(Collected data)
* Begin *

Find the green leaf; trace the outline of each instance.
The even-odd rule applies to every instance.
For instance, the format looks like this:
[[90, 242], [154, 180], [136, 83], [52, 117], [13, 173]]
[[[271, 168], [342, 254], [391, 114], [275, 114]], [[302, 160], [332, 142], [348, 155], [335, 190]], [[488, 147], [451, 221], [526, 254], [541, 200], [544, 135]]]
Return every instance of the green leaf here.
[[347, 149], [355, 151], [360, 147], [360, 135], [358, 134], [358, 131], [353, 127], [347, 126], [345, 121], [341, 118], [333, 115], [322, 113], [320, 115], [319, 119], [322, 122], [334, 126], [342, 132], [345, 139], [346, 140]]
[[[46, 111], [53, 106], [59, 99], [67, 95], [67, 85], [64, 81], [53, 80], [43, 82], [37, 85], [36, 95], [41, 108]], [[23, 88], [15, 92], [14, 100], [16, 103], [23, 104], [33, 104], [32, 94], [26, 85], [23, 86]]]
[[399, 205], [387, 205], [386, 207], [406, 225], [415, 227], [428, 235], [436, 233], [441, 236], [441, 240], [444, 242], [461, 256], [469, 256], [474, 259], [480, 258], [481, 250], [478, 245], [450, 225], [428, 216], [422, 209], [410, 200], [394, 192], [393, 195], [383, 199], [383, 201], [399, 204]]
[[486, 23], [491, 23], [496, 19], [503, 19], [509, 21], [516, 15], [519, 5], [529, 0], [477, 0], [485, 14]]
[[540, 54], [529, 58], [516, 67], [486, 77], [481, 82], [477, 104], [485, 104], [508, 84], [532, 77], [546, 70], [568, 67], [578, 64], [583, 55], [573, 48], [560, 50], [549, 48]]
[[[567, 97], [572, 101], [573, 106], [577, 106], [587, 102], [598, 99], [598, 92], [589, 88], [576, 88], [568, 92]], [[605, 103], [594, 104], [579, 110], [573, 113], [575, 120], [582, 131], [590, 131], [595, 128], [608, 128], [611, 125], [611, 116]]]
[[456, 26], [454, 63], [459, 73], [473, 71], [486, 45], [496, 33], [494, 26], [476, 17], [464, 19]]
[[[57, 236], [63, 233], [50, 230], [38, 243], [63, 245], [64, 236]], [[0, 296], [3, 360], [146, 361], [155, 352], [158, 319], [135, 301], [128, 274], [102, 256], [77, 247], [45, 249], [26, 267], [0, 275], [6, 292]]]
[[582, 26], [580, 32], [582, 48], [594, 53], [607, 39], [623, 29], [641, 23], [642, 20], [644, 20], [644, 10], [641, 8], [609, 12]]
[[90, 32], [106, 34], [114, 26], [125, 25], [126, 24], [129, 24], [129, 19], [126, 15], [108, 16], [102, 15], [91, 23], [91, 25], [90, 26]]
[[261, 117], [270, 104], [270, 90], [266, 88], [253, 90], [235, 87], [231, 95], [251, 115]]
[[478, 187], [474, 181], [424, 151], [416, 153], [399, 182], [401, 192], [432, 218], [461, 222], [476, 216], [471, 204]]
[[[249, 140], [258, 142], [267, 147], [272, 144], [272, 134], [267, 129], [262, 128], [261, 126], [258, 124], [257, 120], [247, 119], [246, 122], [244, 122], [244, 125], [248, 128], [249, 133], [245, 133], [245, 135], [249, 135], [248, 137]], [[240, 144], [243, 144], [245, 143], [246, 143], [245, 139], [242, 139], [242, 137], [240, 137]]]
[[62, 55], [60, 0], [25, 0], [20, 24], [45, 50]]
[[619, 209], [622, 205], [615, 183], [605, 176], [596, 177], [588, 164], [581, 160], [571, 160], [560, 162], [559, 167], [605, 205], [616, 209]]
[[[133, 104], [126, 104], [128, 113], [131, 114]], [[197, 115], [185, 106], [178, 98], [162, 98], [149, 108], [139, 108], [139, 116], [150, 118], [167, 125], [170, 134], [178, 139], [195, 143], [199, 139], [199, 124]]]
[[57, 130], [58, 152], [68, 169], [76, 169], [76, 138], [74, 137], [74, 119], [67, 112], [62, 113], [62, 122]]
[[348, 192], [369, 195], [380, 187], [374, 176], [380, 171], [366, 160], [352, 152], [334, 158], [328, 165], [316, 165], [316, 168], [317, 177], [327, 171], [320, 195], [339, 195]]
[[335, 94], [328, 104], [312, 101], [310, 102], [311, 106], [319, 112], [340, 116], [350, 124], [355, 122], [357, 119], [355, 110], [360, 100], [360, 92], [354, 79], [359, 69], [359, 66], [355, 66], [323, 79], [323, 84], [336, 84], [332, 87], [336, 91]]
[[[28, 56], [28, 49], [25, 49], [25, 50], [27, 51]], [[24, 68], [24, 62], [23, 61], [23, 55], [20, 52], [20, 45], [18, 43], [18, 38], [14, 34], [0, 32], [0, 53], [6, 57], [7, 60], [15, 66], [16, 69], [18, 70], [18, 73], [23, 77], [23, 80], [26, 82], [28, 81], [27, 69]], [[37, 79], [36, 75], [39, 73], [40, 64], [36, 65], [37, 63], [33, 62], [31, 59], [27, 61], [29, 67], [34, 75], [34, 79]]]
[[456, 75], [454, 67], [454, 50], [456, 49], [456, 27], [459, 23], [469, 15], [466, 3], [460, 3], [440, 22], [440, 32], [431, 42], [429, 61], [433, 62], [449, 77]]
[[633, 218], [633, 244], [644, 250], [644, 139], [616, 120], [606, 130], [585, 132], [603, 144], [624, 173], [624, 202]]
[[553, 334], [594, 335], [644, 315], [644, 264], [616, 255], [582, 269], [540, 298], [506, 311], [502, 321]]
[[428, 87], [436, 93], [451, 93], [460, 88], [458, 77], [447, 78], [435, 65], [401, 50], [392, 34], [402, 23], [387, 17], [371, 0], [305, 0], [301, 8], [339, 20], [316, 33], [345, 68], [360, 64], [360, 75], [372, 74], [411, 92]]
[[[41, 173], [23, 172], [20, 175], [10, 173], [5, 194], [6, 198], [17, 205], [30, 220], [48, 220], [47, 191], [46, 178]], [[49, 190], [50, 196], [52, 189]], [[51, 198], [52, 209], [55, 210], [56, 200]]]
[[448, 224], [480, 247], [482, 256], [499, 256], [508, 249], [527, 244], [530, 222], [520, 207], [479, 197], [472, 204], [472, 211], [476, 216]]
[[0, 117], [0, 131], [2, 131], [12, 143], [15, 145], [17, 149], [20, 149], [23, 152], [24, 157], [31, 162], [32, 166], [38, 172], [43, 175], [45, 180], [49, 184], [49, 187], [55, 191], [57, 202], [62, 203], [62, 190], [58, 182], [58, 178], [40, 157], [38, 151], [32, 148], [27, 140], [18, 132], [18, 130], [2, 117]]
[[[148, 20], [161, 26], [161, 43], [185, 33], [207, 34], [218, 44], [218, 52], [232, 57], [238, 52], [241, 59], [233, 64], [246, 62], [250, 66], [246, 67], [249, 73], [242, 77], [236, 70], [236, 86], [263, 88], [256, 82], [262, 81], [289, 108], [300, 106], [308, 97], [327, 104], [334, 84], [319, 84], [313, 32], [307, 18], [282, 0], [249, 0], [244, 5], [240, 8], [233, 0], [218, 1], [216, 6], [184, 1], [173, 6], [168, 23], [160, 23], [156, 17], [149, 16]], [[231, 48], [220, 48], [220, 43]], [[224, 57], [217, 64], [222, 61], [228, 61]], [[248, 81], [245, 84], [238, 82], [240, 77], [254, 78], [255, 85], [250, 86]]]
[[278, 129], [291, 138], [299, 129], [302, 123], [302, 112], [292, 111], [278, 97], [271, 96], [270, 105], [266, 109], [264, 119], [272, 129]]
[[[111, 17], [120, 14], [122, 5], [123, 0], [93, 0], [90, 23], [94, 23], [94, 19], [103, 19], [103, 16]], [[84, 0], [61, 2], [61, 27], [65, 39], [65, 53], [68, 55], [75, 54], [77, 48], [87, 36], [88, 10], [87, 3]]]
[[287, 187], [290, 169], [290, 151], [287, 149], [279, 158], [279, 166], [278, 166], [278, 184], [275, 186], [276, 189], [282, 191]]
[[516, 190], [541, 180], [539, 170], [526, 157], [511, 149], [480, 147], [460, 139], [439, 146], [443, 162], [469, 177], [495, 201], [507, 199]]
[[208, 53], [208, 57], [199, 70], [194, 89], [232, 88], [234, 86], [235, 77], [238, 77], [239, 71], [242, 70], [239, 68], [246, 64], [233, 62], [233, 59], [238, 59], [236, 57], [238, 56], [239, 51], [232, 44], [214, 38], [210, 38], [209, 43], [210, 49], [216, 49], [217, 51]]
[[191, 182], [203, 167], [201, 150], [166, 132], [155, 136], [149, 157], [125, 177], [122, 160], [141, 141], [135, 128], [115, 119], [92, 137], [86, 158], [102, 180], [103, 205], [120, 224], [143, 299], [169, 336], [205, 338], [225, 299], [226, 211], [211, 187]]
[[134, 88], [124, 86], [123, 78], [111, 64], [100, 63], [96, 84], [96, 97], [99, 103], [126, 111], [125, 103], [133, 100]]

* End *

* **Task statement**: Return the lines of the records above, unchanged, from the very first line through the line containing "0], [485, 14]]", including that line.

* **Answer in full**:
Find the green leaf; trace the outline of each instance.
The even-odd rule applies to every instance.
For instance, the format looks like this:
[[90, 242], [154, 180], [136, 83], [52, 117], [13, 173]]
[[[271, 168], [342, 254], [391, 114], [275, 114]], [[302, 160], [332, 142], [348, 155], [335, 190]], [[488, 147], [451, 221], [526, 254], [541, 200], [544, 135]]]
Return every instance of the green leaf here.
[[347, 149], [355, 151], [360, 147], [360, 135], [358, 134], [358, 131], [353, 127], [347, 126], [345, 121], [341, 118], [333, 115], [322, 113], [320, 115], [319, 119], [322, 122], [334, 126], [342, 132], [345, 139], [346, 140]]
[[[46, 111], [53, 106], [59, 99], [67, 95], [67, 85], [64, 81], [53, 80], [43, 82], [37, 85], [36, 95], [41, 108]], [[23, 88], [15, 92], [14, 100], [16, 103], [23, 104], [33, 104], [32, 94], [26, 85], [23, 86]]]
[[399, 205], [387, 205], [386, 207], [406, 225], [415, 227], [428, 235], [436, 233], [441, 236], [441, 240], [444, 242], [461, 256], [469, 256], [474, 259], [480, 258], [481, 250], [478, 245], [450, 225], [428, 216], [422, 209], [410, 200], [394, 192], [393, 195], [383, 199], [383, 201], [399, 204]]
[[486, 23], [491, 23], [496, 19], [503, 19], [509, 21], [516, 15], [519, 5], [529, 0], [477, 0], [485, 14]]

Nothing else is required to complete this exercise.